• [Your objective] Your answer should restate each line of the data below word for word.

• [Dataset records]
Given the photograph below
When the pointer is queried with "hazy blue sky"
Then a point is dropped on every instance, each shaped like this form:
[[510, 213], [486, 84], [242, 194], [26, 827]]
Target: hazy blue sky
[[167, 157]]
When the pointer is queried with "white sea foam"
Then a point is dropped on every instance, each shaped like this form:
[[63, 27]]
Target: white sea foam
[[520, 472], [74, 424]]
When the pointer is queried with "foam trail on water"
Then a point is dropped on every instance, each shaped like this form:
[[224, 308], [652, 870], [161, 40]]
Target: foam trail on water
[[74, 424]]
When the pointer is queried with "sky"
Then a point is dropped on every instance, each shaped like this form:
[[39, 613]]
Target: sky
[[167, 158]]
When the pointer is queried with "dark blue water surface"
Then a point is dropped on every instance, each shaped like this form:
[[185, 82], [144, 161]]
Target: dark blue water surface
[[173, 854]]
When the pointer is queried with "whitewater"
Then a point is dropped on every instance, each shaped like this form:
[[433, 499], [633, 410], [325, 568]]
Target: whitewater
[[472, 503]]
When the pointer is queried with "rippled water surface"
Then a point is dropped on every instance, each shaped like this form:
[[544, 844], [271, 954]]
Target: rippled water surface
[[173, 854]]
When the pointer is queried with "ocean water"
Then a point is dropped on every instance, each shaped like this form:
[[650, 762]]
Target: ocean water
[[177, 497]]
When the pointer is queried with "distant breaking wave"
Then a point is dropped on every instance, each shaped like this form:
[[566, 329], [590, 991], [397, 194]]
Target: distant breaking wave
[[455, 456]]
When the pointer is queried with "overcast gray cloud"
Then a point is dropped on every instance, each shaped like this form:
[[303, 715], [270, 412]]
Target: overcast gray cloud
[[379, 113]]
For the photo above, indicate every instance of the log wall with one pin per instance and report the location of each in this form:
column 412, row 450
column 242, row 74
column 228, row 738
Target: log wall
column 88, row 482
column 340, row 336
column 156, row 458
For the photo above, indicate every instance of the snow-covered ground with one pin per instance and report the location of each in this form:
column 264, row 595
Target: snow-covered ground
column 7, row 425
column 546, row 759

• [Finished task]
Given the photograph below
When the pointer is queried with "hazy blue sky"
Then a point is dropped on every instance, each shaped like this form:
[[510, 213], [486, 84], [242, 194], [26, 827]]
Target: hazy blue sky
[[167, 157]]
When the pointer is queried with "white sea foam"
Then a point is dropped on every instance, each shaped like this form:
[[63, 27]]
Target: white sea foam
[[520, 472], [74, 424]]
When the pointer is queried with "foam trail on water"
Then a point is dropped on every instance, each shaped like this form:
[[224, 308], [652, 870], [161, 40]]
Target: foam trail on water
[[74, 424]]
When the pointer is queried with "sky"
Then a point is dropped on every instance, each shaped like this form:
[[39, 613]]
Target: sky
[[167, 158]]
When the pointer is queried with "dark blue water surface"
Then a point is dropped on every instance, each shaped like this form:
[[185, 82], [144, 161]]
Target: dark blue water surface
[[173, 854]]
When the pointer is queried with "whitewater"
Then a point is dropped on every instance, each shaped like this form:
[[433, 499], [633, 410], [325, 568]]
Target: whitewater
[[472, 503]]
When the pointer is queried with "rippled water surface"
Then a point is dropped on every instance, each shaped like this form:
[[544, 844], [271, 954]]
Target: rippled water surface
[[173, 854]]
When the pointer is queried with "ocean water"
Then a point is dropped on every instance, each shaped like this form:
[[650, 762]]
Target: ocean water
[[177, 497]]
When the pointer is queried with "distant breaking wave"
Then a point is dropped on every instance, each shaped like this form:
[[566, 329], [590, 991], [397, 194]]
Target: distant breaking wave
[[455, 456]]
When the pointer is queried with "overcast gray cloud"
Then a point is dropped on every instance, each shaped like this form:
[[303, 715], [270, 412]]
Target: overcast gray cloud
[[379, 113]]
For the photo above, indicate every instance of the log wall with one pin per instance and report the location of each in this form:
column 412, row 450
column 242, row 74
column 228, row 738
Target: log wall
column 88, row 482
column 340, row 336
column 156, row 458
For the photo above, indicate every instance of the snow-covered ground with one pin per instance and report the location of each in this form:
column 264, row 595
Target: snow-covered ground
column 7, row 425
column 546, row 759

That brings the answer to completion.